» TEXT SECTION:
Re: Autovacuum on partitioned table (autoanalyze)

From: Andres Freund <andres(at)anarazel(dot)de>
To: Alvaro Herrera <alvherre(at)alvh(dot)no-ip(dot)org>, Kyotaro HORIGUCHI <horiguchi(dot)kyotaro(at)lab(dot)ntt(dot)co(dot)jp>
Cc: yuzuko <yuzukohosoya(at)gmail(dot)com>, Tomas Vondra <tomas(dot)vondra(at)enterprisedb(dot)com>, David Steele <david(at)pgmasters(dot)net>, Kyotaro Horiguchi <horikyota(dot)ntt(at)gmail(dot)com>, Justin Pryzby <pryzby(at)telsasoft(dot)com>, Daniel Gustafsson <daniel(at)yesql(dot)se>, Amit Langote <amitlangote09(at)gmail(dot)com>, Masahiko Sawada <masahiko(dot)sawada(at)2ndquadrant(dot)com>, Laurenz Albe <laurenz(dot)albe(at)cybertec(dot)at>, PostgreSQL Hackers <pgsql-hackers(at)lists(dot)postgresql(dot)org>, Greg Stark <stark(at)mit(dot)edu>
Subject: Re: Autovacuum on partitioned table (autoanalyze)
Date: 2021-07-22 20:54:58
Lists: pgsql-hackers


On 2021-04-08 01:20:14 -0400, Alvaro Herrera wrote:
> On 2021-Apr-07, Alvaro Herrera wrote:
> > OK, I bit the bullet and re-did the logic in the way I had proposed
> > earlier in the thread: do the propagation on the collector's side, by
> > sending only the list of ancestors: the collector can read the tuple
> > change count by itself, to add it to each ancestor. This seems less
> > wasteful. Attached is v16 which does it that way and seems to work
> > nicely under my testing.
> Pushed with this approach. Thanks for persisting with this.

I'm looking at this in the context of rebasing & polishing the shared
memory stats patch.

I have a few questions / concerns:

1) Somehow it seems like a violation to do stuff like
get_partition_ancestors() in pgstat.c. It's nothing I can't live with, but
it feels a bit off. Would likely not be too hard to address, e.g. by just
putting some of pgstat_report_anl_ancestors in partition.c instead.

Region labeling records:
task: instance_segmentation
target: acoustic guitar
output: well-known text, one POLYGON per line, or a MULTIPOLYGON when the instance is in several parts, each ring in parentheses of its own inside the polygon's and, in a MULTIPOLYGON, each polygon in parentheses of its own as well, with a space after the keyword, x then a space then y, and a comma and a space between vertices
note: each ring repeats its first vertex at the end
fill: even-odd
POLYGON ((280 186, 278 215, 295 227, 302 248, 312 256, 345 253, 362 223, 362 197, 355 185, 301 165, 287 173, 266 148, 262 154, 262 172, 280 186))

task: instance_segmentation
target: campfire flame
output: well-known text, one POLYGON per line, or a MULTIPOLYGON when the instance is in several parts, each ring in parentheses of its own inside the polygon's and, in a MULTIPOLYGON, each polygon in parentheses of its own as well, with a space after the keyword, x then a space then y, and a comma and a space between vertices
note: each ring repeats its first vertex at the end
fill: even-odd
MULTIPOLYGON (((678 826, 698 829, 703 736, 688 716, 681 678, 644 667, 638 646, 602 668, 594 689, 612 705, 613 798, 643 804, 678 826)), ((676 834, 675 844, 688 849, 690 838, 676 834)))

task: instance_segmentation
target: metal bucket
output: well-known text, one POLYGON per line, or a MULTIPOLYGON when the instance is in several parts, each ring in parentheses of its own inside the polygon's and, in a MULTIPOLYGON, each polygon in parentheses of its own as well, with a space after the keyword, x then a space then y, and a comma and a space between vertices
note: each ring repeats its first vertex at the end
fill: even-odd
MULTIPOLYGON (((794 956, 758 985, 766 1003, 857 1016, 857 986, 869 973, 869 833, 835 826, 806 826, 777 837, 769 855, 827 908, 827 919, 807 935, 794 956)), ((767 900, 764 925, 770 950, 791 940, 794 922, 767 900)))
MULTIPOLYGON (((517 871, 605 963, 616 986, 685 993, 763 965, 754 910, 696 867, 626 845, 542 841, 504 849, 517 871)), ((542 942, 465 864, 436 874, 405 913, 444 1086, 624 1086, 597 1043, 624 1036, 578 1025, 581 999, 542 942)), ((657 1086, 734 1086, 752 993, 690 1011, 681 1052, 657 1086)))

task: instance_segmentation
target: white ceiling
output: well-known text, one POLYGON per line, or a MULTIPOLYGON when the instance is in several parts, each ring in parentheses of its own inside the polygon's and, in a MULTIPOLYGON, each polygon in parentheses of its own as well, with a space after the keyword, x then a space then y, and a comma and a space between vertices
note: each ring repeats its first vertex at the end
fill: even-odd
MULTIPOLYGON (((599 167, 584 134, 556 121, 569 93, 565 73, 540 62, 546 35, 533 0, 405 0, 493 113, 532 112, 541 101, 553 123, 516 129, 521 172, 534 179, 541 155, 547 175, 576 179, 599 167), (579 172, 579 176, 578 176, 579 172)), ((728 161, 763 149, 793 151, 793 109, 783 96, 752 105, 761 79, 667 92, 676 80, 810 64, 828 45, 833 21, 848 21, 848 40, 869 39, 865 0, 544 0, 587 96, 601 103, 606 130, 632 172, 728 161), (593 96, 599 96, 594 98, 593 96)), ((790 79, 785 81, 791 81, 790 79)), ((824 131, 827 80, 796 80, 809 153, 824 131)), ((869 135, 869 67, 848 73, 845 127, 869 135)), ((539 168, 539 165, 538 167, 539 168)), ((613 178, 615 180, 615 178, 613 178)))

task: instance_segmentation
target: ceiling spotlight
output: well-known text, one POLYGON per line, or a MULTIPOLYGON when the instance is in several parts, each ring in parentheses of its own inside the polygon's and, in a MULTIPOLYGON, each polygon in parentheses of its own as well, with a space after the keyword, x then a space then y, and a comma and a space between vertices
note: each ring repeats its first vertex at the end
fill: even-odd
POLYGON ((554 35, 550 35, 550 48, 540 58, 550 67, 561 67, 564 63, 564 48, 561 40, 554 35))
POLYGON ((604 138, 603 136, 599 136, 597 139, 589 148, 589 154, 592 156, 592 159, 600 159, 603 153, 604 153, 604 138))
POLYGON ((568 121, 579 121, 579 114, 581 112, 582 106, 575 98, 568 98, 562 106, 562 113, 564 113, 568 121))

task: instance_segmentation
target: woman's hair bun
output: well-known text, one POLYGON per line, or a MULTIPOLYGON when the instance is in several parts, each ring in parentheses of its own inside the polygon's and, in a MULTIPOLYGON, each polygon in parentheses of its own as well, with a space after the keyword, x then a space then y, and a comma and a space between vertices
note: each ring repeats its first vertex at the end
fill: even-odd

» THE TASKS:
1. According to the autovacuum message, which function does it seem like a violation to call in pgstat.c?
2. From the autovacuum message, transcribe the passage that begins at the words "From: Andres Freund" and stops after "Subject: Re: Autovacuum on partitioned table (autoanalyze)".

» WRITTEN ANSWERS:
1. get_partition_ancestors()

2.
From: Andres Freund <andres(at)anarazel(dot)de>
To: Alvaro Herrera <alvherre(at)alvh(dot)no-ip(dot)org>, Kyotaro HORIGUCHI <horiguchi(dot)kyotaro(at)lab(dot)ntt(dot)co(dot)jp>
Cc: yuzuko <yuzukohosoya(at)gmail(dot)com>, Tomas Vondra <tomas(dot)vondra(at)enterprisedb(dot)com>, David Steele <david(at)pgmasters(dot)net>, Kyotaro Horiguchi <horikyota(dot)ntt(at)gmail(dot)com>, Justin Pryzby <pryzby(at)telsasoft(dot)com>, Daniel Gustafsson <daniel(at)yesql(dot)se>, Amit Langote <amitlangote09(at)gmail(dot)com>, Masahiko Sawada <masahiko(dot)sawada(at)2ndquadrant(dot)com>, Laurenz Albe <laurenz(dot)albe(at)cybertec(dot)at>, PostgreSQL Hackers <pgsql-hackers(at)lists(dot)postgresql(dot)org>, Greg Stark <stark(at)mit(dot)edu>
Subject: Re: Autovacuum on partitioned table (autoanalyze)